+++ Materiale fornito +++

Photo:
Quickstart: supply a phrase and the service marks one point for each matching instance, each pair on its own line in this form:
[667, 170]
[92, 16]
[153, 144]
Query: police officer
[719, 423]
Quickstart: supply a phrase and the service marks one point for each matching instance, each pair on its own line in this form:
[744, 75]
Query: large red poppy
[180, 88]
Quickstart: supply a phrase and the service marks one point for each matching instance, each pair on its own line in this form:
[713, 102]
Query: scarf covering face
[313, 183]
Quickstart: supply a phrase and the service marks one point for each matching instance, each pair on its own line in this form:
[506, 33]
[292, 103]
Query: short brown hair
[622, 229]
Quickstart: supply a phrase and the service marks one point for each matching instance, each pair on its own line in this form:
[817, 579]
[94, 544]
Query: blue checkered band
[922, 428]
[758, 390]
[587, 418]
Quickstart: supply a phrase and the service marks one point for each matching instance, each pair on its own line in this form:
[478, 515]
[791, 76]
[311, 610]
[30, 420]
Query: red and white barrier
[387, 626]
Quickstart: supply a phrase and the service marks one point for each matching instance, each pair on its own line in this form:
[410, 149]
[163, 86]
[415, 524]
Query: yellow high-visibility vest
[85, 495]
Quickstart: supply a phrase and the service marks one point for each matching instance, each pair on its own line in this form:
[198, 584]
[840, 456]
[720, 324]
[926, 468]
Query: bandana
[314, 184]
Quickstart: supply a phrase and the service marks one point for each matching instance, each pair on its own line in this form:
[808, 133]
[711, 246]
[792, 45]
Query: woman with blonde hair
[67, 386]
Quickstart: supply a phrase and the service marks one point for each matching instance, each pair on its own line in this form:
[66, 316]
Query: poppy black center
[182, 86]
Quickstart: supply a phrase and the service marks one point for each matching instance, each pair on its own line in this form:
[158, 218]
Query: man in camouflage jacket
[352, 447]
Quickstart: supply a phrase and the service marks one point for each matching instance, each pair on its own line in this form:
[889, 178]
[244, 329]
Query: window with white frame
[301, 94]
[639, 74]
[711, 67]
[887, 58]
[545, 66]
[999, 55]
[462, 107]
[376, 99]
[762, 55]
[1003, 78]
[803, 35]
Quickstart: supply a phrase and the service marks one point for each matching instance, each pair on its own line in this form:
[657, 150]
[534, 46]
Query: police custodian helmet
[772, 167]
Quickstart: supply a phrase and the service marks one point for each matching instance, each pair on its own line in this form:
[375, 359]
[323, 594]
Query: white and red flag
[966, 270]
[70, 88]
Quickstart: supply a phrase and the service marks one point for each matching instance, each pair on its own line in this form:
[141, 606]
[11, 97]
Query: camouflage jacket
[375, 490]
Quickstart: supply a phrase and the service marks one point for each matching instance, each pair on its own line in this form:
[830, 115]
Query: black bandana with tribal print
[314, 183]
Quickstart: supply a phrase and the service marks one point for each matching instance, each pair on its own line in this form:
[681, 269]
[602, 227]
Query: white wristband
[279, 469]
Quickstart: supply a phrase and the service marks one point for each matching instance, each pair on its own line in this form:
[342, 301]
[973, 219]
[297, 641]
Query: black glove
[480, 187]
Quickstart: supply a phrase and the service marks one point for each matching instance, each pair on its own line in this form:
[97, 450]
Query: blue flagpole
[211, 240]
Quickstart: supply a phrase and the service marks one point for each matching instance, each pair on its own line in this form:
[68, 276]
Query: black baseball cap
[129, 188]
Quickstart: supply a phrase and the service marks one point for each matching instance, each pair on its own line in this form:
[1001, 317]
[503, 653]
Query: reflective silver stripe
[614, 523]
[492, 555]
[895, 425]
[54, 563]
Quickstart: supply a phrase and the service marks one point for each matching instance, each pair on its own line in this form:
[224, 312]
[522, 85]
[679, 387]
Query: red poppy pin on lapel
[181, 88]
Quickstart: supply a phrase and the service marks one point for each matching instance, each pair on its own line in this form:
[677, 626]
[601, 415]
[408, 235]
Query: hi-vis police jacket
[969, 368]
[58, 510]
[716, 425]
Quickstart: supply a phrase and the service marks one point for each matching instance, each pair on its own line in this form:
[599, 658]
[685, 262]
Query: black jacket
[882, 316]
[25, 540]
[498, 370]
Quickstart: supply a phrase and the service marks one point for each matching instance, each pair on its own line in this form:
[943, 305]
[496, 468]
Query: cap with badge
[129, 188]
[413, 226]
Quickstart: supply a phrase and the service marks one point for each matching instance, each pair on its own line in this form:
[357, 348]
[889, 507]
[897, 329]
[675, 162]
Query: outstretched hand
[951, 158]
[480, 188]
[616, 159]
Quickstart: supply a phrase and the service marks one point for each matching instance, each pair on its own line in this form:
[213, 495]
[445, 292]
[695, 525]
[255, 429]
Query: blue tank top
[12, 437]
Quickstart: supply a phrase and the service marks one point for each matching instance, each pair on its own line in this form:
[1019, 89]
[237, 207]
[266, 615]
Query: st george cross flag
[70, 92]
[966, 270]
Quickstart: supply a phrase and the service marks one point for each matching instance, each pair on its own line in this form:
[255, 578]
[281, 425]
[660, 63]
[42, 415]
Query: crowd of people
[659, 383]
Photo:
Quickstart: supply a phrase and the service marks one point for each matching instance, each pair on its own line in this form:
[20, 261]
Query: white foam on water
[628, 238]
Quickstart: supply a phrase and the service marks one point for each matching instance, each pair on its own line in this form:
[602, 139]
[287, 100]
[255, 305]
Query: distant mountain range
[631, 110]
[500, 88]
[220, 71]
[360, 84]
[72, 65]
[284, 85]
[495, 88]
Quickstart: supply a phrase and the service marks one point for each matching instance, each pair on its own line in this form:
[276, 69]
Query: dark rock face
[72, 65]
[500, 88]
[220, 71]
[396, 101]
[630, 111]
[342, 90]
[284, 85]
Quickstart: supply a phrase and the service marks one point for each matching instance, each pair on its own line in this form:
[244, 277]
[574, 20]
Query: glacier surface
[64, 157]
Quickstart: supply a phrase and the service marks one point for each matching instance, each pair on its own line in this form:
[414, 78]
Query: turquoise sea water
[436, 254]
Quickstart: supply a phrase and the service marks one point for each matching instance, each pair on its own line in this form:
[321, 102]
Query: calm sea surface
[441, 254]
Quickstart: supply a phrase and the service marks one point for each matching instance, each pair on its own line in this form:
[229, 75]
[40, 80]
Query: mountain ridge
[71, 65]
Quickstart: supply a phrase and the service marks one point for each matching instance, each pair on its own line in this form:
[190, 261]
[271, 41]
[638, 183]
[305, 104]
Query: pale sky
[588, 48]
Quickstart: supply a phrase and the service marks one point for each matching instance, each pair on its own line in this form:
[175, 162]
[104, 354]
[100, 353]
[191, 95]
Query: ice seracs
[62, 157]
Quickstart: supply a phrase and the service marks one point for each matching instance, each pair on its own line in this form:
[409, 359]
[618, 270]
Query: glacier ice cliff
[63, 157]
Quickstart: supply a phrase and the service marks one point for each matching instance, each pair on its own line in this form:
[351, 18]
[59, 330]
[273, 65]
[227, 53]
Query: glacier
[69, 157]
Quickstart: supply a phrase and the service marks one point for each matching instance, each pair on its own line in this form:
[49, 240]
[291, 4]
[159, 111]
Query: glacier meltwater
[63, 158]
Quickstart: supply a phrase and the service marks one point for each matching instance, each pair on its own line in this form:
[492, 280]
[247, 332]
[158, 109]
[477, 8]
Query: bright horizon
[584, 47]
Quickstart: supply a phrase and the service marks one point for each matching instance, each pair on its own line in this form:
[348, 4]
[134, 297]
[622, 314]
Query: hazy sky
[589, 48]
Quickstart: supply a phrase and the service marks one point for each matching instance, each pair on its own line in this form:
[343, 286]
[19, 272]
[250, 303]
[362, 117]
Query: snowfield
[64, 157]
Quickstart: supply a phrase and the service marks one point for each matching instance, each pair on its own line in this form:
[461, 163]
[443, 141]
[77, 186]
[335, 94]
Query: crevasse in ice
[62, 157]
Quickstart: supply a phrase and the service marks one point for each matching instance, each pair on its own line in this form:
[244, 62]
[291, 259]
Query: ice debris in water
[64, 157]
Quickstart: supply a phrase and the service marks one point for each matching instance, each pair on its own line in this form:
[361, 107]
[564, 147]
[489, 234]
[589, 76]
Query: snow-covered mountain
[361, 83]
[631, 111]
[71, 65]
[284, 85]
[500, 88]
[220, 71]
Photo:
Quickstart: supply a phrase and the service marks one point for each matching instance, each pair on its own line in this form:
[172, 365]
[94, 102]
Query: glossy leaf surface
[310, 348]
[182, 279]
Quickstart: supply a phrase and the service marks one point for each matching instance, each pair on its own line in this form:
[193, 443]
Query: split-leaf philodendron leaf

+++

--- Consegna ---
Elenchi ogni riga dei record riportati sopra in cui compare la stringa "camouflage".

--- Risposta ---
Query: man in camouflage jacket
Query: camouflage jacket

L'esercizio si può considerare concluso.